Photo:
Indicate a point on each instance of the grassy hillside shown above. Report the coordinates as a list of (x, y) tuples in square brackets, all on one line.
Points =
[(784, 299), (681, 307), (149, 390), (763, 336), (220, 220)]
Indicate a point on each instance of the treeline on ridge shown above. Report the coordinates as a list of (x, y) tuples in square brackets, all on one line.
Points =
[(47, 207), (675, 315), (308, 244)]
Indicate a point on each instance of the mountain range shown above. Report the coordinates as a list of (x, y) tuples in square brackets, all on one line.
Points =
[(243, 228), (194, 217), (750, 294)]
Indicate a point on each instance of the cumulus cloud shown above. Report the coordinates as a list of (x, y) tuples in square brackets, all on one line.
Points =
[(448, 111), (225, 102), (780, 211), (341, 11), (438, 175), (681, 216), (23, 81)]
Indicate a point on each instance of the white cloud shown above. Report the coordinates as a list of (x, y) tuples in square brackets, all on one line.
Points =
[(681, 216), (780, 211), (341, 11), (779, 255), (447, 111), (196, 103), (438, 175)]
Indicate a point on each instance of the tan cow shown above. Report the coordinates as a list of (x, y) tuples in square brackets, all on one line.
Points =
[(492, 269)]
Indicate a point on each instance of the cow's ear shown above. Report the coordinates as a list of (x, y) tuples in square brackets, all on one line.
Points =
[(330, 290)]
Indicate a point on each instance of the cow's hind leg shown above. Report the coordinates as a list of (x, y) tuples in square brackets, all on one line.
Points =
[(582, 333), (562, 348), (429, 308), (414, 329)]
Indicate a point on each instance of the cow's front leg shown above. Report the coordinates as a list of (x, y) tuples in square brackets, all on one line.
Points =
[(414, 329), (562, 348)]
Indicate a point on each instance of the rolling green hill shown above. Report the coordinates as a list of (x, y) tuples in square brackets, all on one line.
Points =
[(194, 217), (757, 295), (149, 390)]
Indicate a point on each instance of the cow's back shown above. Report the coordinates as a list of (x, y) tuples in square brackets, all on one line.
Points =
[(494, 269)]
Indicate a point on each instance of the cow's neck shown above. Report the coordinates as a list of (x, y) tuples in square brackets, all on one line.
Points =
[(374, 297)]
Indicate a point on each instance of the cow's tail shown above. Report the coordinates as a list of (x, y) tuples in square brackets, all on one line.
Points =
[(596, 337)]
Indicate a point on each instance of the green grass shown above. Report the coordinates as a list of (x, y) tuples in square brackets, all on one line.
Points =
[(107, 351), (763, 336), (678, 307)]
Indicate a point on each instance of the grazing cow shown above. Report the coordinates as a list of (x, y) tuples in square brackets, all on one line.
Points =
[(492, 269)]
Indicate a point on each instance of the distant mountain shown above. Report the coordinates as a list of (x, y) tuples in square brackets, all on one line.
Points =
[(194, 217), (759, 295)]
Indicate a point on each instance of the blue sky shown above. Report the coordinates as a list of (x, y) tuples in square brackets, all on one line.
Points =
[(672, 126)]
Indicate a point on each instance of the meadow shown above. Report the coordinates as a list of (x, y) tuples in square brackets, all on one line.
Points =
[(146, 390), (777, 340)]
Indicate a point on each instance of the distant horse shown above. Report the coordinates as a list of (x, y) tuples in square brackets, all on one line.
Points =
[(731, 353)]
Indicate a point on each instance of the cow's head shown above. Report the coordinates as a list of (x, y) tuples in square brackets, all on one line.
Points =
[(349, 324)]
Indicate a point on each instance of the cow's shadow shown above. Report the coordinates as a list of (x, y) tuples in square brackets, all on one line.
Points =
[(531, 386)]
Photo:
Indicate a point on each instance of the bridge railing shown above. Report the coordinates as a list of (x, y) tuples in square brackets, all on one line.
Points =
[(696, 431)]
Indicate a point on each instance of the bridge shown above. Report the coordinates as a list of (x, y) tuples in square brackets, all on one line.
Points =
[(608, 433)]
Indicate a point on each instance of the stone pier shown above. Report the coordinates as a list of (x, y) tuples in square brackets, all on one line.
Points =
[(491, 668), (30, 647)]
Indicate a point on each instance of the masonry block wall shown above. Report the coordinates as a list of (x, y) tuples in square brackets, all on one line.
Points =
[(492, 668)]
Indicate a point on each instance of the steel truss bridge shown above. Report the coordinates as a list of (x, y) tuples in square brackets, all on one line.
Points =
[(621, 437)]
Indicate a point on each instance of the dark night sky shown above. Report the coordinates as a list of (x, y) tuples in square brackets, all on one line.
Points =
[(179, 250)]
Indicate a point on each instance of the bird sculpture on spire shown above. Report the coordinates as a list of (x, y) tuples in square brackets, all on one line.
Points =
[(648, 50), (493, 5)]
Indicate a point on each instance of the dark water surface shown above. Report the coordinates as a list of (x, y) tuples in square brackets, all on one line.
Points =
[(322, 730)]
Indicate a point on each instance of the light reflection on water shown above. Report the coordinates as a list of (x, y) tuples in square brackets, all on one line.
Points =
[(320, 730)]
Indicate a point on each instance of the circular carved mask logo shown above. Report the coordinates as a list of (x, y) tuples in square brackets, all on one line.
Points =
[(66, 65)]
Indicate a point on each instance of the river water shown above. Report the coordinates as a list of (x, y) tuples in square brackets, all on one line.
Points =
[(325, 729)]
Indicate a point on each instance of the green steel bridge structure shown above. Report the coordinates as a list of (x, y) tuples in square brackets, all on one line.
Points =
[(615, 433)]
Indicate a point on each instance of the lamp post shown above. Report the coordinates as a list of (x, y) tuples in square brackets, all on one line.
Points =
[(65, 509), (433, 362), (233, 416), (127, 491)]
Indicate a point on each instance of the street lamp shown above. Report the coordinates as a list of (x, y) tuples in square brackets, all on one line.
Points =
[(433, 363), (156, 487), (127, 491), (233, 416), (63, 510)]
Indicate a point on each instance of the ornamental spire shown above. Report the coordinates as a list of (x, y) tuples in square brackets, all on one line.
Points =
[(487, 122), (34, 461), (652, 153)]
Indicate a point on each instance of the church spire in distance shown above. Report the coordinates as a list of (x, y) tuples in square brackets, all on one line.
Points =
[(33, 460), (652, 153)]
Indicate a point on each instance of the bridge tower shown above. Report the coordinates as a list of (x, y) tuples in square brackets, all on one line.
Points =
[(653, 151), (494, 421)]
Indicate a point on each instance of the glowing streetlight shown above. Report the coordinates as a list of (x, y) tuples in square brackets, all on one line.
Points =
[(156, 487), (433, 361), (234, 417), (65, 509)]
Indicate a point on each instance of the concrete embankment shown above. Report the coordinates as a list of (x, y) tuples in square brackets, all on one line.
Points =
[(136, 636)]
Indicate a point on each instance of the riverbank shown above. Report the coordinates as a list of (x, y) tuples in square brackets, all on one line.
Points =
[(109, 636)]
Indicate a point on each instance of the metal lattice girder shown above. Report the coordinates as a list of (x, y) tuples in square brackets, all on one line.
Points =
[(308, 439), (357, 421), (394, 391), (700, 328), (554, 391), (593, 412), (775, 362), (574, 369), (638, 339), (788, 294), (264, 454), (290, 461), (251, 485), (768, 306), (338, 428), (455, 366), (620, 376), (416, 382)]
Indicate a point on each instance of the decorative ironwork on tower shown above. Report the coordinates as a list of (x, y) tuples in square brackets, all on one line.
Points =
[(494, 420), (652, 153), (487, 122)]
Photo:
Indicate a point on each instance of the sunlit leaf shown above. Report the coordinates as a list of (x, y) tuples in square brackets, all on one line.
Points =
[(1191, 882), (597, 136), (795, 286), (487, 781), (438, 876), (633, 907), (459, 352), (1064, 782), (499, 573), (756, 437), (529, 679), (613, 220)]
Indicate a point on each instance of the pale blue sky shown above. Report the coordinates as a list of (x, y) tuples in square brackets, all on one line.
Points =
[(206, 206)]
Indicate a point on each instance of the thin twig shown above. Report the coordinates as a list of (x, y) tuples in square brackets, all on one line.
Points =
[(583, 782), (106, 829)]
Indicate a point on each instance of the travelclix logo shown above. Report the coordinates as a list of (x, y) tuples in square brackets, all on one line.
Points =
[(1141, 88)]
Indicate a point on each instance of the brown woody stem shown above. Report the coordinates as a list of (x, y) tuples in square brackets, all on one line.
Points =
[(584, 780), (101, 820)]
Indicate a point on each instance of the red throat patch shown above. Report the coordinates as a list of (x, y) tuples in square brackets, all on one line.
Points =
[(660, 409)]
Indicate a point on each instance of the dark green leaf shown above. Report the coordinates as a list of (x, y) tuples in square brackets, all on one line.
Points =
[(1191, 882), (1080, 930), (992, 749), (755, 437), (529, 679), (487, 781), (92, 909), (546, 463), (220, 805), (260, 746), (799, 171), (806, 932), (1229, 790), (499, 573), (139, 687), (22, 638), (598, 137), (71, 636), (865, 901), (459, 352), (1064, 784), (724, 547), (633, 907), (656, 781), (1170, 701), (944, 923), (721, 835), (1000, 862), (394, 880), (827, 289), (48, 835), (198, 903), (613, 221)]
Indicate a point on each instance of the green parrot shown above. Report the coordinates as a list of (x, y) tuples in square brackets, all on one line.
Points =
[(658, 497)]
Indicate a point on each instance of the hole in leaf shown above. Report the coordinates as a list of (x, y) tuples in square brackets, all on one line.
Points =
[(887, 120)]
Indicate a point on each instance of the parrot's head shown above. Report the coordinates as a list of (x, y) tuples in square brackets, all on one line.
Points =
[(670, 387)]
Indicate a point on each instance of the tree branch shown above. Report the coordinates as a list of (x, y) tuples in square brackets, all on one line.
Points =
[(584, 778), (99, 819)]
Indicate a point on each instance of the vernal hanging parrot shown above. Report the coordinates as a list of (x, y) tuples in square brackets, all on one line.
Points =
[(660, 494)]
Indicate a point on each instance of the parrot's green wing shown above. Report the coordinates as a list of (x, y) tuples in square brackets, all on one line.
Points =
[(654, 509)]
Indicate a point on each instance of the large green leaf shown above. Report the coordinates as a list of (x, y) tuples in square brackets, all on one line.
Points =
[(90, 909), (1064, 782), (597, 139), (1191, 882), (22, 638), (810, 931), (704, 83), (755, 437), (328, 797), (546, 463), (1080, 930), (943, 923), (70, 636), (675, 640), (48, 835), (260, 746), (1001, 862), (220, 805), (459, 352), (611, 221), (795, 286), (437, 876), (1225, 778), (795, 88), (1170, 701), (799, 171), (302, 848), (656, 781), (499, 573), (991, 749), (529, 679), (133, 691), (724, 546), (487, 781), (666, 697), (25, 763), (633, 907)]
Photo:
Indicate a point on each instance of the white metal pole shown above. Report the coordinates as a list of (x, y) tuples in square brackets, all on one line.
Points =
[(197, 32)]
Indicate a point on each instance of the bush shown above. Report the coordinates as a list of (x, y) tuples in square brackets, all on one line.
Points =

....

> **SET PROBLEM**: Each line from the one containing "Indicate a point on each instance of the parrot's green" to the end of the listing above should be copied exactly, and nothing else.

> **FINISHED EXERCISE**:
Indicate a point on each instance of the parrot's green wing shown above. Report the coordinates as a list of (x, y) tuples in square brackets, all on one line.
Points =
[(654, 509)]
Indicate a point on each instance of the large green leaf shown above. Report the coordinates as a list of (x, y) tuples in square brackets, all on one line.
Points =
[(90, 909), (1064, 782), (597, 139), (1191, 882), (22, 638), (810, 931), (704, 83), (755, 437), (328, 797), (546, 463), (1080, 930), (943, 923), (70, 636), (675, 640), (48, 835), (260, 746), (1001, 862), (220, 805), (459, 352), (611, 221), (795, 286), (437, 876), (1225, 778), (795, 88), (1170, 701), (799, 171), (302, 848), (656, 781), (499, 573), (991, 749), (529, 679), (133, 691), (724, 546), (487, 781), (666, 697), (25, 763), (633, 907)]
Photo:
Indicate a point on each instance of the white metal pole shown above. Report the coordinates as a list of (x, y) tuples in square brackets, all on one line.
Points =
[(197, 32)]
Indicate a point on each instance of the bush shown above. Report the coordinates as a list of (x, y) tuples in square brackets, all on one line.
Points =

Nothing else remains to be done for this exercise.